(Records of labeled boxes)
════

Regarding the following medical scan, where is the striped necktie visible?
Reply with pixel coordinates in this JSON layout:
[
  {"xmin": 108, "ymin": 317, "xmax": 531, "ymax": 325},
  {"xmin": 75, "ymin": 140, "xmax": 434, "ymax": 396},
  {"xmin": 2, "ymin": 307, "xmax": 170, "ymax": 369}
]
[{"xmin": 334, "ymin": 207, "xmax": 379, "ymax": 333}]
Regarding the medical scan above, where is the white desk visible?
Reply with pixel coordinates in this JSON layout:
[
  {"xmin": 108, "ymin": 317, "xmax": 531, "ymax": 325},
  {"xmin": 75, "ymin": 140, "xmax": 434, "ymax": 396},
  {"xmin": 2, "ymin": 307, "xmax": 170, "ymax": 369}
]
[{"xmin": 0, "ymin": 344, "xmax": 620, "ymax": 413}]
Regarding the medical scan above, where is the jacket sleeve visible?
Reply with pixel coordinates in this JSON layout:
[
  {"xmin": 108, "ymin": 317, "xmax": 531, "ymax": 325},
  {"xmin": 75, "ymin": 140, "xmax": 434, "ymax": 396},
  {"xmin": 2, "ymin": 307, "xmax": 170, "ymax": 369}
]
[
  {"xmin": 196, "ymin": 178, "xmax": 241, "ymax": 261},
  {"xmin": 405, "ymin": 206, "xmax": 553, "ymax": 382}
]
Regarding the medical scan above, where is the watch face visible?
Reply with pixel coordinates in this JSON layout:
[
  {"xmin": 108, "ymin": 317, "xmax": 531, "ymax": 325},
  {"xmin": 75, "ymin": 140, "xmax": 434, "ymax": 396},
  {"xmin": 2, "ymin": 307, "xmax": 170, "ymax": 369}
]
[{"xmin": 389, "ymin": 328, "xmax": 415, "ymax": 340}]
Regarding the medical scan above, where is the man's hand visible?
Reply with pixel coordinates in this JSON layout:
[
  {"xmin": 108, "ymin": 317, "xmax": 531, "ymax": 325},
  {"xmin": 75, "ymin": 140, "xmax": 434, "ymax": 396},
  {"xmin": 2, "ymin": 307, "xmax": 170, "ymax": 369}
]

════

#### [TASK DETAILS]
Please pick out every line in the data above that contains the word "medical" and copy each of those lines in full.

#### [RESULT]
Regarding the following medical scan, where is the striped necktie visible?
Regarding the medical scan above, where is the white desk visible?
Regarding the medical scan above, where is the jacket sleeve visible?
Regarding the medical scan above, where is the watch face visible?
Regarding the medical scan above, where is the man's hand visible?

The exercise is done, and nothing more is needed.